# Problem to work on
The lines in the listing below are to be given again exactly, starting at the line holding "tattoo as a single dot per instance." and ending at the line holding "Each is formatted like [482, 702].". Do not include pictures.

# Source data
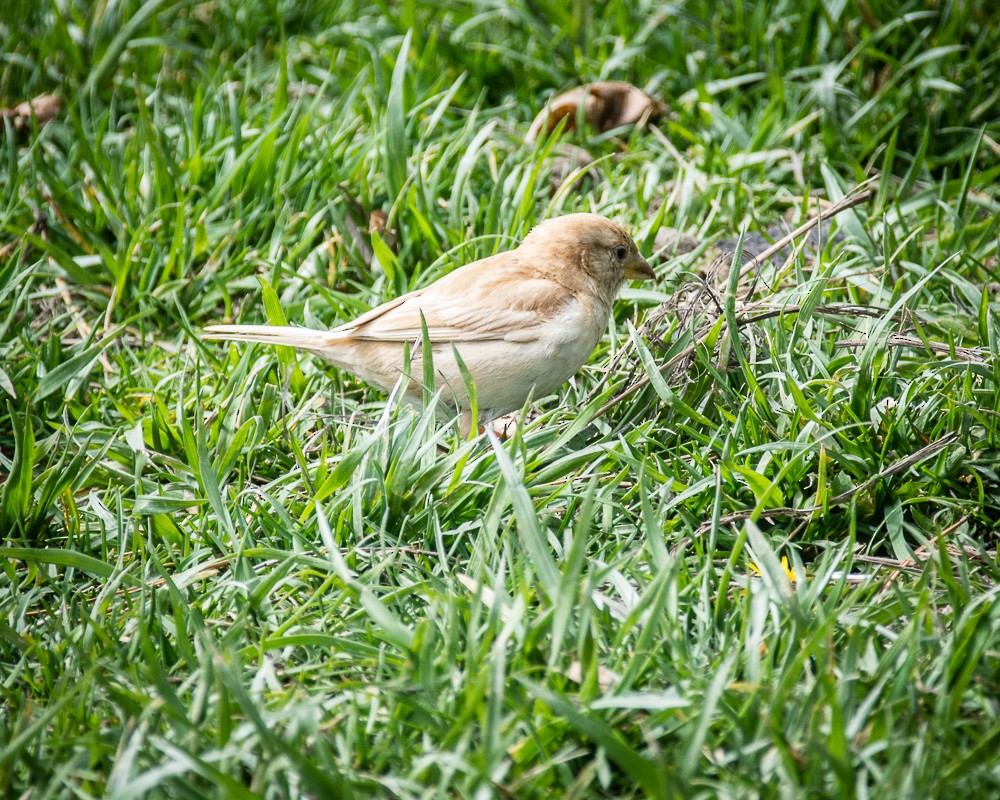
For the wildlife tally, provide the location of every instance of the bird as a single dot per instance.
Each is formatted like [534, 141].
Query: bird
[522, 321]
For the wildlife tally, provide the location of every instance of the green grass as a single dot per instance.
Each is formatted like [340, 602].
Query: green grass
[230, 571]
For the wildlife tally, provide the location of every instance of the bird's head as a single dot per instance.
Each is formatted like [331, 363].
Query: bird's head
[591, 244]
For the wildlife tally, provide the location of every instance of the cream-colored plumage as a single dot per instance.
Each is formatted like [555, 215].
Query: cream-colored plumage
[523, 321]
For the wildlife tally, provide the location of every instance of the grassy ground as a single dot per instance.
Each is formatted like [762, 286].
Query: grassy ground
[232, 572]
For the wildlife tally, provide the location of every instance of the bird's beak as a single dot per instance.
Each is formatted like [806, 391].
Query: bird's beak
[638, 269]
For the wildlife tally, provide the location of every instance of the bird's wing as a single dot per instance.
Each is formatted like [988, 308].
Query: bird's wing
[492, 299]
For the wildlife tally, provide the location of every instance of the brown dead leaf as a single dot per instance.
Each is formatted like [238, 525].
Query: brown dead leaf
[606, 105]
[45, 107]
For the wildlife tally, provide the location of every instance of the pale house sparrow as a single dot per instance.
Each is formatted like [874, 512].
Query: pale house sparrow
[522, 321]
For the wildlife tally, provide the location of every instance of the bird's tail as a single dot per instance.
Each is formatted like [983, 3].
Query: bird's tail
[304, 338]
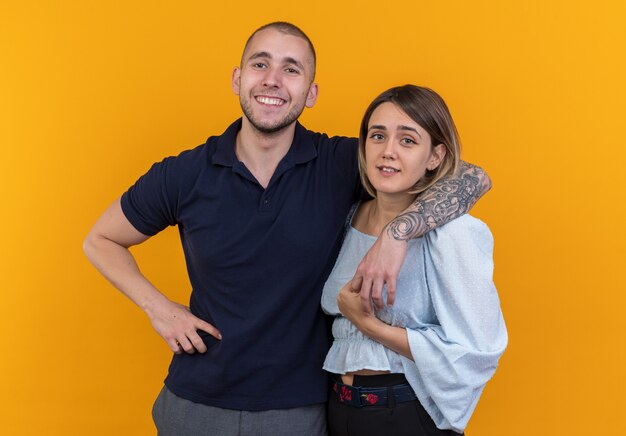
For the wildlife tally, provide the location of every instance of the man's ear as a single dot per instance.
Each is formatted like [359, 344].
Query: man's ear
[311, 97]
[439, 152]
[236, 80]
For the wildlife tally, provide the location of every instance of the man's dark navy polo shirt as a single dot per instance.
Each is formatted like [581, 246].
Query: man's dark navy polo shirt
[257, 261]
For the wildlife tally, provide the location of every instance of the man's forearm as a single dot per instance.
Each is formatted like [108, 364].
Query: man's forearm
[446, 200]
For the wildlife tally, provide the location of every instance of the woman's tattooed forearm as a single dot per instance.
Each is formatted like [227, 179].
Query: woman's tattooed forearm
[446, 200]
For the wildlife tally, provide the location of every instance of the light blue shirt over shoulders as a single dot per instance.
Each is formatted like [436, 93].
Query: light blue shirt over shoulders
[447, 301]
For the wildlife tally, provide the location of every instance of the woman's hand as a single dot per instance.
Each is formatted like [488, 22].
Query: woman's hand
[349, 303]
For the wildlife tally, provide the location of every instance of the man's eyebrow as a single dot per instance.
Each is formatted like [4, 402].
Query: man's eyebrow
[267, 55]
[260, 54]
[409, 128]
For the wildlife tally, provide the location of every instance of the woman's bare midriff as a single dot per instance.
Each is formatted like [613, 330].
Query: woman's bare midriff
[348, 378]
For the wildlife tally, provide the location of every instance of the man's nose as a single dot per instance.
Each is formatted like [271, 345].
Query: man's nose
[271, 78]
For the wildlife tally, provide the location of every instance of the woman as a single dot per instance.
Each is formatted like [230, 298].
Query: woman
[420, 366]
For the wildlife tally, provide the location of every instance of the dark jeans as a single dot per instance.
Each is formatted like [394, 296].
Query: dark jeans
[399, 419]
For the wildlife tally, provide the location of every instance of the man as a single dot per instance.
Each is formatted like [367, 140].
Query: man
[261, 211]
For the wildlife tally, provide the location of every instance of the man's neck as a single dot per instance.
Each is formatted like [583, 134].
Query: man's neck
[261, 152]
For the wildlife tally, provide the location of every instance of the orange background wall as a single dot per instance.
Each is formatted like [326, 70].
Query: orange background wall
[91, 93]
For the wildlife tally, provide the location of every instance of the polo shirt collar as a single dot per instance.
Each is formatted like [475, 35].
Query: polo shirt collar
[302, 148]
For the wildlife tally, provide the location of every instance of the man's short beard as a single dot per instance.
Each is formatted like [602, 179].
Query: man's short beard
[280, 125]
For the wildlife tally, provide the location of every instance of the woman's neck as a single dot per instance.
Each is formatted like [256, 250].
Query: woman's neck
[377, 213]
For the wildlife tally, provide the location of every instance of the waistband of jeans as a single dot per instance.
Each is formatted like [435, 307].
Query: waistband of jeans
[358, 396]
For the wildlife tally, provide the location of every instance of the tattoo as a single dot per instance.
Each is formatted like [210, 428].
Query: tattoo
[446, 200]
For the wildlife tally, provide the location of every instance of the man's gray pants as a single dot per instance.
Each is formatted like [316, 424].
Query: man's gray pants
[175, 416]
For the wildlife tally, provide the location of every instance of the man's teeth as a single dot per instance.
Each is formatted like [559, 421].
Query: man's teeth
[270, 101]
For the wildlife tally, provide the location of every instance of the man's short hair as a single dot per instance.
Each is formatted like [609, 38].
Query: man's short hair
[288, 29]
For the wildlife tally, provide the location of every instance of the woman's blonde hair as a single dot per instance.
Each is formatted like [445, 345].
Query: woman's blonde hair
[426, 108]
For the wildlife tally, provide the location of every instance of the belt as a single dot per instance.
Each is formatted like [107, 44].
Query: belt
[356, 396]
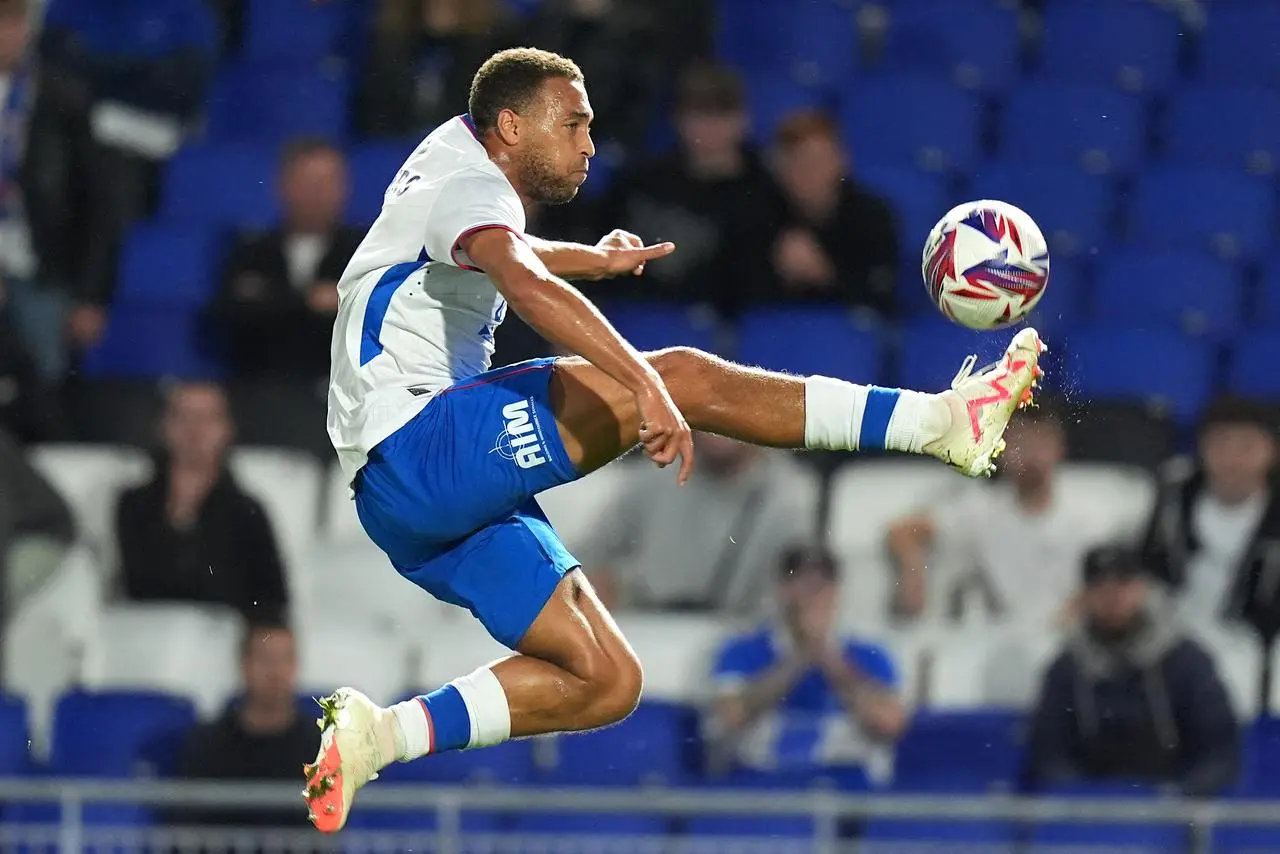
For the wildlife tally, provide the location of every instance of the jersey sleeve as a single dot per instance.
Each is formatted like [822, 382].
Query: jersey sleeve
[469, 202]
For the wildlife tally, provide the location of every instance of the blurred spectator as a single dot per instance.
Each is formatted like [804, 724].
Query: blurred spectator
[191, 534]
[1129, 697]
[949, 561]
[712, 199]
[421, 58]
[1216, 524]
[279, 290]
[36, 528]
[839, 242]
[795, 698]
[119, 86]
[260, 736]
[708, 546]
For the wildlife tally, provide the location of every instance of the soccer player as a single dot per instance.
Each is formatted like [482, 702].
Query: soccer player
[446, 456]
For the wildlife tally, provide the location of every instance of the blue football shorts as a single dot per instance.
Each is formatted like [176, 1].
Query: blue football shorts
[449, 497]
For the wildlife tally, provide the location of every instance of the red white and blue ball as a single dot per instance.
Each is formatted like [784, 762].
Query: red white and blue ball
[986, 264]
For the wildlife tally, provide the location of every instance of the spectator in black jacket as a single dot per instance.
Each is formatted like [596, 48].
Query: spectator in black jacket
[1215, 530]
[1130, 698]
[192, 534]
[261, 736]
[279, 290]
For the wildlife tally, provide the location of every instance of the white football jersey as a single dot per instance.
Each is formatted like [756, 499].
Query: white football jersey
[414, 314]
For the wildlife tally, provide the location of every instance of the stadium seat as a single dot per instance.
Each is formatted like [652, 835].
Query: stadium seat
[809, 341]
[147, 341]
[338, 651]
[91, 478]
[1074, 210]
[222, 186]
[14, 754]
[1160, 366]
[1228, 213]
[654, 744]
[199, 657]
[1232, 127]
[654, 325]
[273, 105]
[1175, 288]
[167, 265]
[118, 734]
[973, 41]
[974, 752]
[1238, 44]
[940, 132]
[1251, 366]
[373, 168]
[1129, 44]
[1079, 124]
[297, 31]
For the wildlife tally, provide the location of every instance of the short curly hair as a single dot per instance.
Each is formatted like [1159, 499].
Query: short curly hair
[510, 81]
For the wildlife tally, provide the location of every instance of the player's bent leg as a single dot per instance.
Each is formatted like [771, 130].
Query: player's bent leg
[963, 427]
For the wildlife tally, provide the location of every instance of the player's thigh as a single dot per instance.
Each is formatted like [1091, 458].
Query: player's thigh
[597, 416]
[576, 633]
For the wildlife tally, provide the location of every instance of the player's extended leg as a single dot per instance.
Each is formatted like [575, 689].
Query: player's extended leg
[598, 418]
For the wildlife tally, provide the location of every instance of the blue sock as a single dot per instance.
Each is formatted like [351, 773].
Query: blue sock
[451, 724]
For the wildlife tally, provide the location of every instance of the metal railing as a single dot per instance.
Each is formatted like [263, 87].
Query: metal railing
[76, 830]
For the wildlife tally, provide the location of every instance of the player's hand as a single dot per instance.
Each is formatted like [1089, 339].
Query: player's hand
[626, 254]
[664, 434]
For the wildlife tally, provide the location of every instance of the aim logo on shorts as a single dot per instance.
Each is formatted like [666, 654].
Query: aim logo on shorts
[520, 439]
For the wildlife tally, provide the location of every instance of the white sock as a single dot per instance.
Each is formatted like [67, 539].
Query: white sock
[836, 414]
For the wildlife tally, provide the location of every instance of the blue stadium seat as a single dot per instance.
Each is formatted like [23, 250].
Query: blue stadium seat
[656, 325]
[1157, 365]
[1074, 210]
[118, 734]
[14, 754]
[959, 752]
[1229, 213]
[931, 351]
[373, 168]
[912, 120]
[809, 341]
[297, 31]
[1252, 370]
[164, 265]
[1183, 290]
[222, 186]
[145, 341]
[511, 762]
[810, 42]
[1238, 44]
[1128, 42]
[1095, 127]
[1234, 127]
[273, 105]
[973, 41]
[652, 744]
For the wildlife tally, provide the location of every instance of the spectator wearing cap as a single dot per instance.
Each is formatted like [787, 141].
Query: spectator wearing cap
[839, 241]
[1214, 537]
[713, 197]
[1130, 698]
[795, 698]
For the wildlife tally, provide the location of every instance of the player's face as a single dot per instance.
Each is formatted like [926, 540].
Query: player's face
[1237, 457]
[270, 667]
[556, 142]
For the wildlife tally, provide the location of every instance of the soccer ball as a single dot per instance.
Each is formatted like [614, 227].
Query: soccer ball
[986, 264]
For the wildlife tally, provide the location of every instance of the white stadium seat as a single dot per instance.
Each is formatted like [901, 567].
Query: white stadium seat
[191, 651]
[865, 498]
[90, 478]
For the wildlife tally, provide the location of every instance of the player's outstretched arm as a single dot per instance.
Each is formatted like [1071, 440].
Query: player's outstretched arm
[565, 318]
[616, 254]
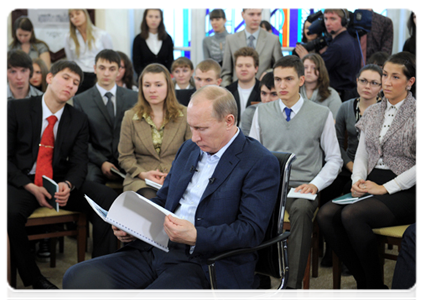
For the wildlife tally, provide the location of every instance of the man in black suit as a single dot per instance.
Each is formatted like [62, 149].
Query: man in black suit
[27, 121]
[104, 126]
[246, 89]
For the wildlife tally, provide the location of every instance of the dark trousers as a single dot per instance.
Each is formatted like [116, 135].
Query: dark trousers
[20, 204]
[140, 274]
[406, 280]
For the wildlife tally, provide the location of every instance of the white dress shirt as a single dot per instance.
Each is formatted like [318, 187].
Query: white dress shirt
[86, 58]
[154, 43]
[403, 181]
[103, 92]
[47, 113]
[328, 143]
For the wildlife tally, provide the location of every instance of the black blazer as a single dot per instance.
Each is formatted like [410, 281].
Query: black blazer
[104, 136]
[142, 55]
[254, 96]
[23, 134]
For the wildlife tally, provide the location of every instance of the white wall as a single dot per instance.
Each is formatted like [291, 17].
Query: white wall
[123, 24]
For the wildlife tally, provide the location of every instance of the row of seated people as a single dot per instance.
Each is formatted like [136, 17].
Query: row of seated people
[154, 45]
[157, 92]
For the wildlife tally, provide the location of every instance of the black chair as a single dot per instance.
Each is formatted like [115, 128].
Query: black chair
[273, 252]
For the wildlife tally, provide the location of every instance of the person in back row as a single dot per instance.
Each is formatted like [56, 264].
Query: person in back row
[246, 89]
[266, 44]
[19, 70]
[306, 129]
[105, 104]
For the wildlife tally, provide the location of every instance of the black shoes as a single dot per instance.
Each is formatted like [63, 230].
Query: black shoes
[290, 294]
[45, 290]
[44, 249]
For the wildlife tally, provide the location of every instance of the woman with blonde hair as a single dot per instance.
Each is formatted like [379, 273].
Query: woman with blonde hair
[83, 42]
[152, 131]
[316, 86]
[153, 44]
[24, 39]
[38, 79]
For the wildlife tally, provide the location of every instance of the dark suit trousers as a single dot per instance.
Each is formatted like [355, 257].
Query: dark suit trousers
[406, 280]
[20, 204]
[140, 274]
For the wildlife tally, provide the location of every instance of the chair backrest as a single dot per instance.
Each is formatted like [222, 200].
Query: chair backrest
[270, 262]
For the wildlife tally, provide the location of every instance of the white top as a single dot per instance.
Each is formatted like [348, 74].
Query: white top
[244, 94]
[403, 181]
[103, 92]
[328, 143]
[86, 59]
[154, 43]
[47, 113]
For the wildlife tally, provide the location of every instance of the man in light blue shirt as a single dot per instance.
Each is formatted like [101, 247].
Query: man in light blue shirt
[223, 187]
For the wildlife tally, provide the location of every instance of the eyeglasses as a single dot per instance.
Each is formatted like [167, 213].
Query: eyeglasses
[372, 83]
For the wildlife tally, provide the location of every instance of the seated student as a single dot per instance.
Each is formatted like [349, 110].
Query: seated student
[19, 70]
[214, 46]
[207, 72]
[182, 70]
[38, 78]
[369, 81]
[105, 104]
[125, 76]
[220, 215]
[387, 166]
[24, 39]
[152, 132]
[267, 94]
[45, 136]
[246, 89]
[316, 85]
[305, 128]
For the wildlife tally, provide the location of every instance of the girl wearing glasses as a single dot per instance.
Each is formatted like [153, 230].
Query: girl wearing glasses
[386, 166]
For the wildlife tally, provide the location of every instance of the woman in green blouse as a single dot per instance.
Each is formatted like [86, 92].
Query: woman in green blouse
[152, 131]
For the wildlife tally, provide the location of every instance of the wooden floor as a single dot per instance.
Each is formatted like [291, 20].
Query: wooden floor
[320, 287]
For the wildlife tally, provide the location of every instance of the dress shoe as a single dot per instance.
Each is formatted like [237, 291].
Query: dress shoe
[46, 290]
[290, 294]
[382, 293]
[360, 294]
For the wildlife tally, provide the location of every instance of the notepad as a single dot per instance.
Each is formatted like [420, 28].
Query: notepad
[293, 194]
[153, 184]
[349, 199]
[52, 187]
[137, 216]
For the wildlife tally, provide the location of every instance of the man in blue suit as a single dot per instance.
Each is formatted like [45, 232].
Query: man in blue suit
[223, 187]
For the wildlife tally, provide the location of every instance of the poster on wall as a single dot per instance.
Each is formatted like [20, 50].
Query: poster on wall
[50, 26]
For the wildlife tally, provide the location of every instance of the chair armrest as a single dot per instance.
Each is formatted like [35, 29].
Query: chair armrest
[279, 238]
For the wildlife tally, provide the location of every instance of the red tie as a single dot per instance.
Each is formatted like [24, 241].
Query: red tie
[45, 153]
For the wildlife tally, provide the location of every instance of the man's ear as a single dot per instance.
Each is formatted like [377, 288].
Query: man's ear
[49, 77]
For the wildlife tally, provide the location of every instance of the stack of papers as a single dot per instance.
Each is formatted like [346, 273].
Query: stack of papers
[348, 199]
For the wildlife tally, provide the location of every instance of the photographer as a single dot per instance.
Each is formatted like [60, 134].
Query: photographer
[342, 55]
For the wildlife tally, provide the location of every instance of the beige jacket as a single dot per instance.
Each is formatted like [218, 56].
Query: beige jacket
[136, 150]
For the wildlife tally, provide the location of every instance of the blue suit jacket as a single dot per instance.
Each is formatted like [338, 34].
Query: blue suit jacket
[234, 210]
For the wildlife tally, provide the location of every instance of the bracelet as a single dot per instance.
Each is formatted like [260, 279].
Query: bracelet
[69, 185]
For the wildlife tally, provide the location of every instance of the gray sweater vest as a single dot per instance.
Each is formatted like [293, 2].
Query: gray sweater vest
[301, 135]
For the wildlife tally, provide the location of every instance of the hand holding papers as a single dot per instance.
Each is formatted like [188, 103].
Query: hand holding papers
[293, 194]
[137, 216]
[349, 199]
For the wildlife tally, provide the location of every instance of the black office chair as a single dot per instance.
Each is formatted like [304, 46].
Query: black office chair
[273, 252]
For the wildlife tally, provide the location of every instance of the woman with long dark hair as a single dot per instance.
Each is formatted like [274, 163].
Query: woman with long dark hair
[412, 44]
[152, 132]
[153, 44]
[24, 39]
[83, 42]
[386, 166]
[316, 85]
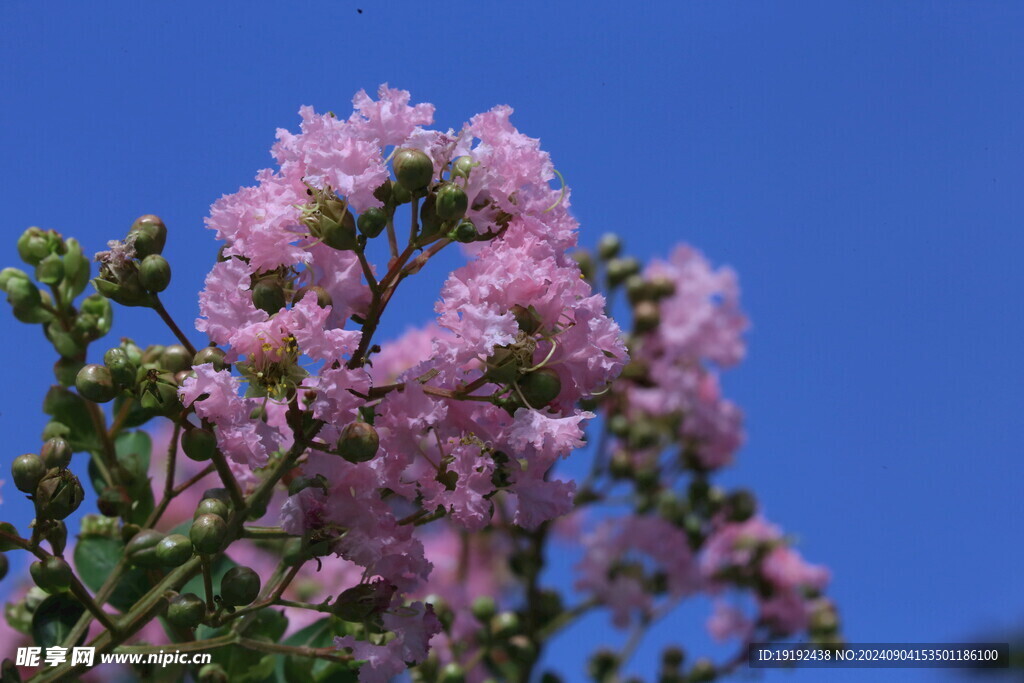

# Result of the exercise
For the wildlife tally, provide the location of every instance of the tattoo as a single dot per instance.
Each is formatted like [210, 428].
Query: tattoo
[446, 200]
For the wildlife tally, provide the location of every instance of the man's gray pants as a single dot per instance.
Each is formatted like [316, 424].
Query: man's gray pants
[175, 416]
For the wildlife tally, provide the location of every instance of the man's teeth as a single dot per instance.
Each is formatted like [559, 421].
Query: man's teeth
[270, 101]
For the wildlife tally, provide the location of every instance of the man's short hair as a single dot per instance.
Each is formatted like [609, 38].
Query: man's short hair
[288, 29]
For the wildlife tally, provide the location of every instance of the woman's blonde hair as a single dot per instance.
Each is formatted like [445, 345].
Query: woman's blonde hair
[426, 108]
For the wildlife tally, provide the location of every instance of the belt as a single dot per instance.
Each is formatted like [107, 44].
Query: belt
[356, 396]
For the wildlife tally, provide the location of every instance of the jersey sleeve as a single dot per instance.
Each is formatted like [822, 382].
Query: jersey sleeve
[469, 202]
For the wildlife tally, provide the location of every instance of the blurred spectator as a single dot per instance.
Each is formatted like [804, 724].
Query: blurred spectator
[191, 534]
[1129, 697]
[949, 561]
[712, 199]
[421, 58]
[1216, 524]
[279, 290]
[36, 528]
[839, 242]
[795, 698]
[119, 86]
[260, 736]
[708, 546]
For the wildlife tally, provide the location of every instance of the soccer player as a single dot per instance.
Each is formatted like [482, 702].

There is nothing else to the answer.